- _YOUR TASK_: In the article on sprouted grain products below, condense the paragraph that begins "Sprouted grain products are made from" into a bulleted list that keeps its main facts.

- _TEXT BLOCK_:
Once known mainly to organic food co-op members and health food fanatics, sprouted grain products are poised to make a leap into the popular consciousness in 2015, similar to the quinoa explosion in 2014. On the heals of recent introductions by King Arthur Flour and Panera restaurants, one of the nation’s most mainstream food retailers—Sam’s Club—jumped on the sprouted grain bandwagon.
The chain now offers sprouted seven-grain bread and dinner rolls from Angelic Bakehouse as part of its “Health and Wellness” set at all 634 locations nationwide. The momentum will then continue this February with the introduction of Kellogg’s new Kashi sprouted grain cereal.
The growth of sprouted grain products—which are typically higher in proteins and vitamins and lower in calories and carbohydrates than other whole grains—is the latest example of America’s growing awareness of healthy food choices.
“The sprouted grain category has been growing steadily for several years,” says Angelic Bakehouse CEO/Owner Jenny Marino. “But now that major brands like Panera, Kellogg’s and Sam’s Club are embracing it, we think it is poised to go mainstream in 2015. Like quinoa last year, sprouted grain is about to become a very familiar term with health-conscious consumers.”
Sprouted grain products are made from whole grains and seeds that have been soaked long enough to sprout, after which they are then ground and baked. Unlike white breads and other refined grain products, they use the whole grain—including the nutrient-rich germ and bran, as well as the endosperm. Sprouted grains contain more protein and less fat than other breads. According to an analysis by the U.S. Department of Agriculture, they have about 75 percent of the carbohydrates of whole grains, as well as 60 percent less fat and slightly more protein. Sprouted grains also have more fiber, are easier to digest and contain less gluten than other breads.

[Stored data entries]
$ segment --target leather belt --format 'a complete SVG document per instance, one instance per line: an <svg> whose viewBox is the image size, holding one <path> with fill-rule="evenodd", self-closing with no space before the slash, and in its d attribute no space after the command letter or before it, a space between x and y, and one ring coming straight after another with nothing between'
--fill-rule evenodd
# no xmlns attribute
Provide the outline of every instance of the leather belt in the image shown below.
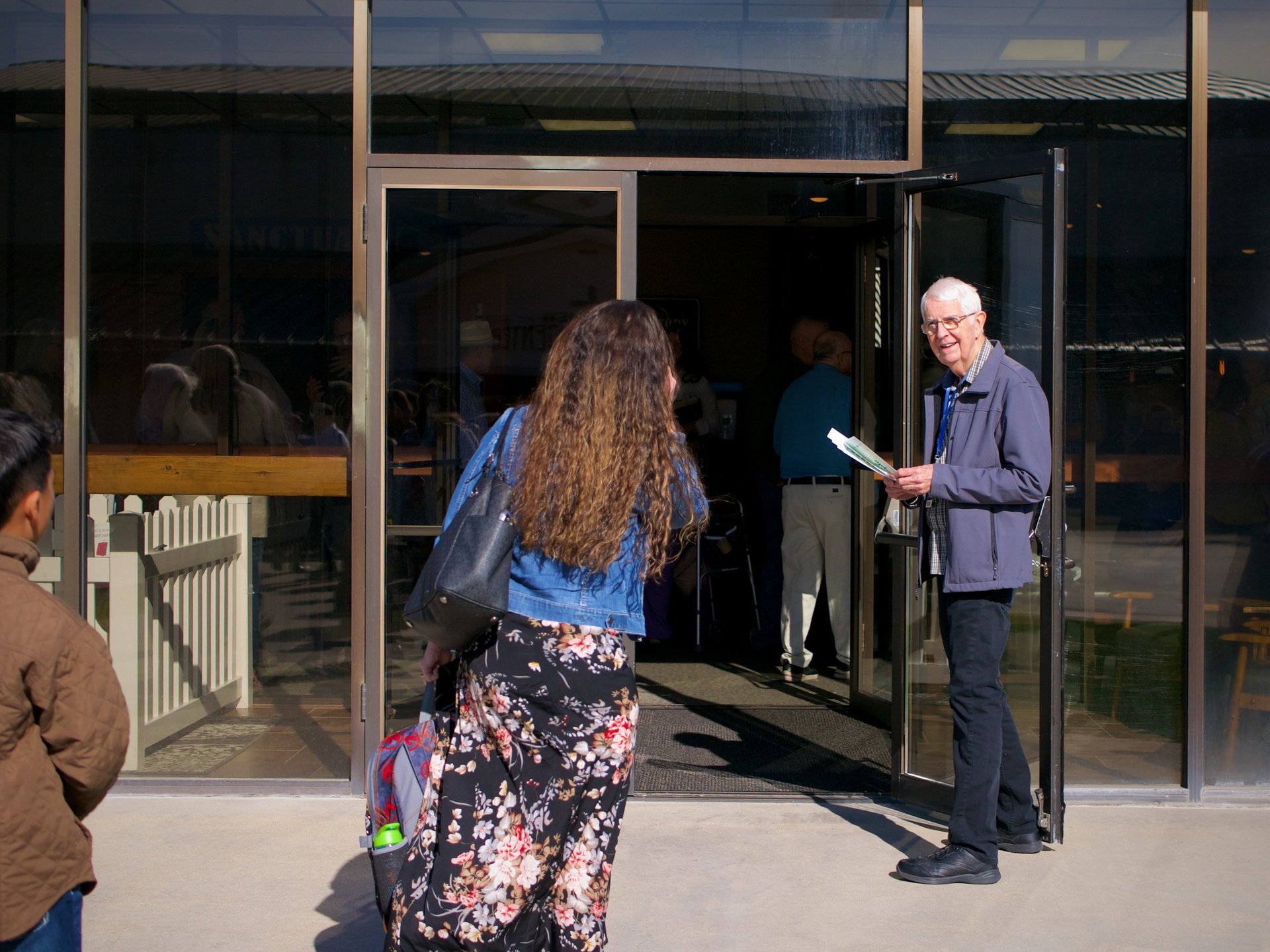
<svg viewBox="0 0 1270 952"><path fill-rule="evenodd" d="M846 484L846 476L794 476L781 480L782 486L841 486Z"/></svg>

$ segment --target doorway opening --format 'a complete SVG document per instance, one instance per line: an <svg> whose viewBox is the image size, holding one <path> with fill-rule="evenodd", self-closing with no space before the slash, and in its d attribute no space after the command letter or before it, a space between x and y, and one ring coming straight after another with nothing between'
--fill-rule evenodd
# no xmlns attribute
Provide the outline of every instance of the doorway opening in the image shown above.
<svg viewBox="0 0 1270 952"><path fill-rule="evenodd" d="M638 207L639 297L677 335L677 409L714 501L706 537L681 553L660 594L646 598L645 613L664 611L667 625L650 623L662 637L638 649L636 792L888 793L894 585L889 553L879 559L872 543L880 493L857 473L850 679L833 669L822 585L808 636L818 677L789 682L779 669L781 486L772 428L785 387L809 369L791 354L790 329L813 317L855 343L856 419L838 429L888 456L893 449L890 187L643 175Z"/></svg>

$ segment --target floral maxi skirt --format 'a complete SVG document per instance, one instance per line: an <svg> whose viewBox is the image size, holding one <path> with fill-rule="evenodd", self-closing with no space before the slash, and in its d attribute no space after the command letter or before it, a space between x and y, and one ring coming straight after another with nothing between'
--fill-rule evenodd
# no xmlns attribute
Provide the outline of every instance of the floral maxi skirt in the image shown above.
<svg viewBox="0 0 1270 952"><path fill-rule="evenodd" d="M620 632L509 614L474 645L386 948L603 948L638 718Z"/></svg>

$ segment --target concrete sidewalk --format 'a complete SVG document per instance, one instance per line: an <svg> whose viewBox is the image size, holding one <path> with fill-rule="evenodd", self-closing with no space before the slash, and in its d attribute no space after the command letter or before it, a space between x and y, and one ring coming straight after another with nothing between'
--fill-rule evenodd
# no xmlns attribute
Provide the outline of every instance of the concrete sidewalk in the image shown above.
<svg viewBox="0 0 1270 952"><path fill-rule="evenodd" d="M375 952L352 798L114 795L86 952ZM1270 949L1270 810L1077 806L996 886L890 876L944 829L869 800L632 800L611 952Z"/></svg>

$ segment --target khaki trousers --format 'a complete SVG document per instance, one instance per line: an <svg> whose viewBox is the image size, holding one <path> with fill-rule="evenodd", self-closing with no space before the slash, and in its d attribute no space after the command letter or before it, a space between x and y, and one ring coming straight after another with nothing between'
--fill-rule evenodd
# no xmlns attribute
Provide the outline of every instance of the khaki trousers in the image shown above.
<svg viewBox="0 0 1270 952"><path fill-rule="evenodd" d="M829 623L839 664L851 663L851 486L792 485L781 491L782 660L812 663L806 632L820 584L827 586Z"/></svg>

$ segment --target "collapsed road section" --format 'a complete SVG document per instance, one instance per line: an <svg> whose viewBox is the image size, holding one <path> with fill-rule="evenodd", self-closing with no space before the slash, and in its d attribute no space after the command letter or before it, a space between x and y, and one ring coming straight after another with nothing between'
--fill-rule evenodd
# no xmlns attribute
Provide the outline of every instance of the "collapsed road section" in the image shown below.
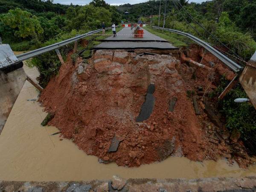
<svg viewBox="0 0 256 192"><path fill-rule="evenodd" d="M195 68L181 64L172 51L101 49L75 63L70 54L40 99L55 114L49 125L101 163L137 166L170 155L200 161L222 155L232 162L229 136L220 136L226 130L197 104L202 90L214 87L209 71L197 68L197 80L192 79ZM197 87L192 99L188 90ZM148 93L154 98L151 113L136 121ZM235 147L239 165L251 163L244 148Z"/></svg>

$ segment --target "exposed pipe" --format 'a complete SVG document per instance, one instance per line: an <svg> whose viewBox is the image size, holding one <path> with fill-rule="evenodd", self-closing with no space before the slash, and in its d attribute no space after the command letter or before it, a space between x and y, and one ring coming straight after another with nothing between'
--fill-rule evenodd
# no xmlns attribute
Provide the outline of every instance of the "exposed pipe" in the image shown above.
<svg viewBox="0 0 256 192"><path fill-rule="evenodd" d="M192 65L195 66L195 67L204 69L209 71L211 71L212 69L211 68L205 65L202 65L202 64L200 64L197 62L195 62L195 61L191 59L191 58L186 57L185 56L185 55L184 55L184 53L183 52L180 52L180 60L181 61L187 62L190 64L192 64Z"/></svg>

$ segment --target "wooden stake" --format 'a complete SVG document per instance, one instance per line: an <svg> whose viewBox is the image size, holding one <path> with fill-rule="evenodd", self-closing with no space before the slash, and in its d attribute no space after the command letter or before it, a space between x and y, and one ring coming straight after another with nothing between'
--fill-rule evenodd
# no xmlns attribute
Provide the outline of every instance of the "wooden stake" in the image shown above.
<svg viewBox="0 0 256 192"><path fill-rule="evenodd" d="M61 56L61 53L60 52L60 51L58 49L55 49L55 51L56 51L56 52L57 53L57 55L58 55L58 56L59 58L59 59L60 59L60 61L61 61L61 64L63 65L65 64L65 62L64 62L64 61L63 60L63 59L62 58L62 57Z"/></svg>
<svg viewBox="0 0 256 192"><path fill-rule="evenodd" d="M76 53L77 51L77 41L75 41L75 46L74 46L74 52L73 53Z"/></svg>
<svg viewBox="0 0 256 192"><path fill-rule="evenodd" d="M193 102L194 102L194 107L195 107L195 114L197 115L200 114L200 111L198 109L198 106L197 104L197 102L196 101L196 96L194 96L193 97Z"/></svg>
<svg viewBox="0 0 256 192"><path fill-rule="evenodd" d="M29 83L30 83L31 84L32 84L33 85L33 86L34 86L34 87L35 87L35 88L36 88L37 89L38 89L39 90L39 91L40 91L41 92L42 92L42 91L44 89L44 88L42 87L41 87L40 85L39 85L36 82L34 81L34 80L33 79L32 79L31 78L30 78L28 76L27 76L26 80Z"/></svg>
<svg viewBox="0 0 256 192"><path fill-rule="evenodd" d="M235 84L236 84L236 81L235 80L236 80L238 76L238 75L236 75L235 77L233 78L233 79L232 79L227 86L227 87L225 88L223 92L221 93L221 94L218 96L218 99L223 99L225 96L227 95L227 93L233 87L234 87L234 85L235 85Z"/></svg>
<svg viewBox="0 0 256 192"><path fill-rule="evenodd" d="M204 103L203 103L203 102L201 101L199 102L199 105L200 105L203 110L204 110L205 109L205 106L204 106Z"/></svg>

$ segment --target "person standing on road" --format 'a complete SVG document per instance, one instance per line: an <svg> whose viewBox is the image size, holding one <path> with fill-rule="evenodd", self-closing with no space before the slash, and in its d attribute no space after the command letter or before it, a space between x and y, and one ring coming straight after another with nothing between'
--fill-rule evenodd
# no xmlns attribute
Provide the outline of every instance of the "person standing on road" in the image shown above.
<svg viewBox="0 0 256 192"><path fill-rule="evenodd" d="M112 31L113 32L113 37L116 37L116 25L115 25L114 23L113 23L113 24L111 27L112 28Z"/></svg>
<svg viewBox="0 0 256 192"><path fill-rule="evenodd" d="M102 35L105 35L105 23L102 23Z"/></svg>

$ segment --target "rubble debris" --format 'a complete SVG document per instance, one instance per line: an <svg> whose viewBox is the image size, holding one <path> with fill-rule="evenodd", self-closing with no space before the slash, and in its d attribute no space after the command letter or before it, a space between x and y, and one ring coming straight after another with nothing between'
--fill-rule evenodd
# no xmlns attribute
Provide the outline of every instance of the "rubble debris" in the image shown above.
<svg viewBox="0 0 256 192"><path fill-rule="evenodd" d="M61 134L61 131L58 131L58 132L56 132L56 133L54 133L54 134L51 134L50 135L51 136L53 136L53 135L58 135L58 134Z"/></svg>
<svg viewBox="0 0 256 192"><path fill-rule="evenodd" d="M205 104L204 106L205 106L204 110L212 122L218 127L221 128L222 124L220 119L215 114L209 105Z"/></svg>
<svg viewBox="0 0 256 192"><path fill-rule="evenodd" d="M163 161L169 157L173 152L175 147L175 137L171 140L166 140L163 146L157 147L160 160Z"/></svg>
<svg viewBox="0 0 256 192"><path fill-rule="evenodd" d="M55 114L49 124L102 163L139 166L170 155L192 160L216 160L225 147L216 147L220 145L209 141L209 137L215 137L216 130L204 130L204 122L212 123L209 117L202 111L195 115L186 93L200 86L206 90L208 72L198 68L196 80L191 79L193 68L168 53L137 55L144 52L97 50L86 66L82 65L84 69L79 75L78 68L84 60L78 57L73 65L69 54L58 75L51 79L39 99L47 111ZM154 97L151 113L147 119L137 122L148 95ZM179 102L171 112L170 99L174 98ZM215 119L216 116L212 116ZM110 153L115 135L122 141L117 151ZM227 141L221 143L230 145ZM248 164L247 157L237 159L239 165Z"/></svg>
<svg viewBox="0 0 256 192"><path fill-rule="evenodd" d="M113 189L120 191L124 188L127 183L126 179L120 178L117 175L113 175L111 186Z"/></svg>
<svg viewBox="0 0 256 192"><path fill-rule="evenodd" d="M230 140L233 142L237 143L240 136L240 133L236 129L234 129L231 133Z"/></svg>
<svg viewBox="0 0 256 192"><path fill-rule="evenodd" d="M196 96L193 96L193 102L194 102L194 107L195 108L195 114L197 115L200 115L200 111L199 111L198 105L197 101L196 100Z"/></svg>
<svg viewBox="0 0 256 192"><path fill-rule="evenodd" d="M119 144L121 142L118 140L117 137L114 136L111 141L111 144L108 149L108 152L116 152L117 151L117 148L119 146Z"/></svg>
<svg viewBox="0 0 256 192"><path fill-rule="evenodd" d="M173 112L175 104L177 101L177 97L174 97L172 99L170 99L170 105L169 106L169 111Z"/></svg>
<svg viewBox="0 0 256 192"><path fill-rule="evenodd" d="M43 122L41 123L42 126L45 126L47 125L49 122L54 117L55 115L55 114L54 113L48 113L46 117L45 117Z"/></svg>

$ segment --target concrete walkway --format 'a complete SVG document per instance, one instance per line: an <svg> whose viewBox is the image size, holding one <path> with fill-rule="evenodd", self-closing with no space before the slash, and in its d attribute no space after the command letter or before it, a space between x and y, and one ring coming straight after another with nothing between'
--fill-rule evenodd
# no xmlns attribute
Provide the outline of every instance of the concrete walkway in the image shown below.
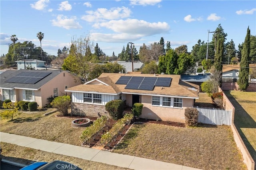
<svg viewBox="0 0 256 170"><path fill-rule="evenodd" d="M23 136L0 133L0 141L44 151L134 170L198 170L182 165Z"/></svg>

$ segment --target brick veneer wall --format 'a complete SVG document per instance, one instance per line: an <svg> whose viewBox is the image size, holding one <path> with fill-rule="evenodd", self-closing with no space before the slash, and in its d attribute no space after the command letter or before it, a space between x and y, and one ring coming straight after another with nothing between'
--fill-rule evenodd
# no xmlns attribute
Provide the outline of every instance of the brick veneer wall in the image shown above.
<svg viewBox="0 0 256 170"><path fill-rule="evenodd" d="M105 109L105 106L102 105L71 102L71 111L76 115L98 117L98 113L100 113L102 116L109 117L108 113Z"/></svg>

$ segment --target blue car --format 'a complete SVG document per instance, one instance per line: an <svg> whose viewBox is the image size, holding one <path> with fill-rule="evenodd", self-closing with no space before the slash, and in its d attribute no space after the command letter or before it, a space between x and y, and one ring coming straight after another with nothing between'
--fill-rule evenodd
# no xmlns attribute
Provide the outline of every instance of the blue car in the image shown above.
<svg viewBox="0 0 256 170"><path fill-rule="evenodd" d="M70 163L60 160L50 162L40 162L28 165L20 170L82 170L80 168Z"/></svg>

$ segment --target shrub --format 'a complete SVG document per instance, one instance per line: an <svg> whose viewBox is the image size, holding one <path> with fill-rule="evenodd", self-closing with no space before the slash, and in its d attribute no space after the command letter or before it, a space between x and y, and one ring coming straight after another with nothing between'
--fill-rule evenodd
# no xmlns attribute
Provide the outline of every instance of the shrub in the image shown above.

- _TASK OUTPUT_:
- Made from whole grains and seeds soaked until they sprout, then ground and baked.
- Unlike white breads and other refined grain products, they use the whole grain: germ, bran and endosperm.
- They contain more protein and less fat than other breads.
- A U.S. Department of Agriculture analysis found about 75 percent of the carbohydrates of whole grains, 60 percent less fat and slightly more protein.
- They have more fiber, are easier to digest and contain less gluten than other breads.